SUPPLIED TEXT: Begin

A SELF-styled ''Christian healer''  who sexually molested three female patients has today been jailed for two years.

As Judge Jonathan Rose outlined the offences committed by Lightcliffe man George Boak the 70-year-old married father-of-one shook his head and the judge said that demonstrated his unwillingness to show any remorse whatsoever.

''For some 25 years you've practiced as what you describe as a Christian healer. Well Mr Boak the offences of which you have been convicted are of course the very antithesis of any of the tenets of the Christian faith,'' the judge told him. '

'They are acts of depravity and of lust and are repulsive to any person of any, or indeed no, religious persuasion.''

Judge Rose accepted that many members of the public had received healing which they believed had helped with their pain and he stressed that it had not been a case about whether such healing was genuine or bogus.

But the judge said someone in Boak's position would be expected to behave as if he were a doctor or a surgeon or a dentist.

''That being the case what we have here are examples of occasions were you have fallen far below those high standards,'' said Judge Rose.

''You have breached the trust of vulnerable people. Particularly vulnerable, I would say, because they were women who had tried everything for their ailments and came to you as a last resort and placed their faith and trust in you.''

Last month Boak. of Aysgarth Avenue, was found guilty on two charges of sexual assault and one allegation of indecent assault.  

Grandfather George Boak had denied the three charges and during his trial he claimed a phenomenon known as ''phantom hands'' may have the complainants feel as if they were being touched when they were not.

SUPPLIED TEXT: End

**REQUIRED ACTIONS**.
**A)** Could you give the passage of the report on the jailed healer again, starting with "But the judge" and going on through "of indecent assault.", but changing "surgeon" to "nurse"?
**B)** Can you extend the report on the jailed healer, picking up right after its final sentence?

LISTED RECORDS: Begin

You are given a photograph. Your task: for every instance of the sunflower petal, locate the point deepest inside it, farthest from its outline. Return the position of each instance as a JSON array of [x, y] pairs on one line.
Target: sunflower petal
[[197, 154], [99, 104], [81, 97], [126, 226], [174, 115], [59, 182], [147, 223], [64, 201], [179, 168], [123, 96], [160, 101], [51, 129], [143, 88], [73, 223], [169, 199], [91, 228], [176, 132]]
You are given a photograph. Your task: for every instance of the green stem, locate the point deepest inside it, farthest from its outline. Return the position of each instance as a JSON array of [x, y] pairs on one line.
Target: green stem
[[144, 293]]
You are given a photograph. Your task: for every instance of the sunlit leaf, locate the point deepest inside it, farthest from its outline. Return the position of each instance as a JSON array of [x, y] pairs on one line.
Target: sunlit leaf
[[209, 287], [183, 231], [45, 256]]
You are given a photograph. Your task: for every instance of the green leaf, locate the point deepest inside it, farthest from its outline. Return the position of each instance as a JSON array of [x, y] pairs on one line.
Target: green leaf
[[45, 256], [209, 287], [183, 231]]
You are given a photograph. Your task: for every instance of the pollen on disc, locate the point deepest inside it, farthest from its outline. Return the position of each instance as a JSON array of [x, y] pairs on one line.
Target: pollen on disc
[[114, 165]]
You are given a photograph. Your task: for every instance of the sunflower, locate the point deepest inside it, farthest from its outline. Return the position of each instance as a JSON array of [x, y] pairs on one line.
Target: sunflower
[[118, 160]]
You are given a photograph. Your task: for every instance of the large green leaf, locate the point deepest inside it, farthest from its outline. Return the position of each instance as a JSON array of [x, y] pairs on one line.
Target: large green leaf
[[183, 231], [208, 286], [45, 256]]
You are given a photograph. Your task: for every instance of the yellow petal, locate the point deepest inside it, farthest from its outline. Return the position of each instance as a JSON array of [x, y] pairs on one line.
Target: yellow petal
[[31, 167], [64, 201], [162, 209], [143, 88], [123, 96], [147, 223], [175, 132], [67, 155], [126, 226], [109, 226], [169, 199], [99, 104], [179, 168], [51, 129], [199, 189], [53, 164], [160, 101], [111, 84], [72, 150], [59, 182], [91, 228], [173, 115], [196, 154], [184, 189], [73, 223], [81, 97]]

LISTED RECORDS: End
LISTED RECORDS: Begin

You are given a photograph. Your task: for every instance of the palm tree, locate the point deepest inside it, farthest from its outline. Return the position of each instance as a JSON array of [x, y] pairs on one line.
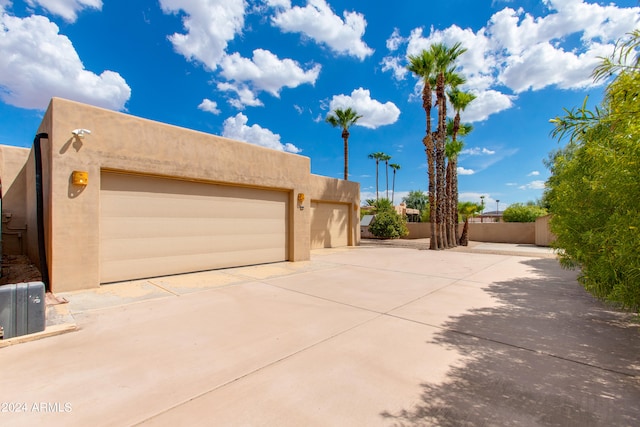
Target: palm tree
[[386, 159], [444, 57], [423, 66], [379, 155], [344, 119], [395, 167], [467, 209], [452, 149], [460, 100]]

LISTED RECORDS: End
LISTED RECORDS: Begin

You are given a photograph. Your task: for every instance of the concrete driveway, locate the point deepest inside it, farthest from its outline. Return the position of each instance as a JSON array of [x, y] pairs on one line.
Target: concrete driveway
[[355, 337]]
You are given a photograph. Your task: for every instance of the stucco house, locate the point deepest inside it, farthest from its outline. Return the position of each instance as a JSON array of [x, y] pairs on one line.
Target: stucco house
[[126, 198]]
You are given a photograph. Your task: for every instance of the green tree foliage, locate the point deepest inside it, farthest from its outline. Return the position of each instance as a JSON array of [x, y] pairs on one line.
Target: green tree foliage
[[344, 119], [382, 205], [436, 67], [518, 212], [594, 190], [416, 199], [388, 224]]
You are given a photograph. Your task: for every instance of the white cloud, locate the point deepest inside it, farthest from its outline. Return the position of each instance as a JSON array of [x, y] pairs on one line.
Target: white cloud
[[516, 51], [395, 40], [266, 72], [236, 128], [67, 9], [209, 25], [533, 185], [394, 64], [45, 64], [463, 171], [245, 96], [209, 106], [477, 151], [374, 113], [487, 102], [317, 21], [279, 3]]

LISTED RECORDS: End

**ANSWERS FOR THE EXERCISE**.
**A)**
But the judge said someone in Boak's position would be expected to behave as if he were a doctor or a nurse or a dentist.

''That being the case what we have here are examples of occasions were you have fallen far below those high standards,'' said Judge Rose.

''You have breached the trust of vulnerable people. Particularly vulnerable, I would say, because they were women who had tried everything for their ailments and came to you as a last resort and placed their faith and trust in you.''

Last month Boak. of Aysgarth Avenue, was found guilty on two charges of sexual assault and one allegation of indecent assault.

**B)**
Judge Rose said that explanation was a ''significant lie'' which the jury rightly saw through. Bradford Crown Court heard that two of the victims decided not to report the offences to the police and it was only seven years later that an investigation was started following another attack on the third woman who did complain.

Judge Rose said Boak had felt ''empowered'' to commit further offences and he said the third victim had been ''groomed'' by him.

The judge noted that the last victim had stopped going to see Boak because of his inappropriate comments to her, but it was a measure of her desperation that she went back to see him because she was in so much pain.

Boak will have to serve half of the two-year prison sentence and he will also have to register as a sex offender with the police for the next 10 years.

Judge Rose also imposed a sexual offences prevention order which means that Boak could only treat female patients in the future if they are accompanied by another adult.

Boak's barrister Michele Stuart-Lofthouse said her client did appear to have a ''healing gift'' which had benefited many people.

She submitted that the biggest effect of the prison sentence would be on his wife of 34 years who had medical problems and had required day-to-day assistance from her husband.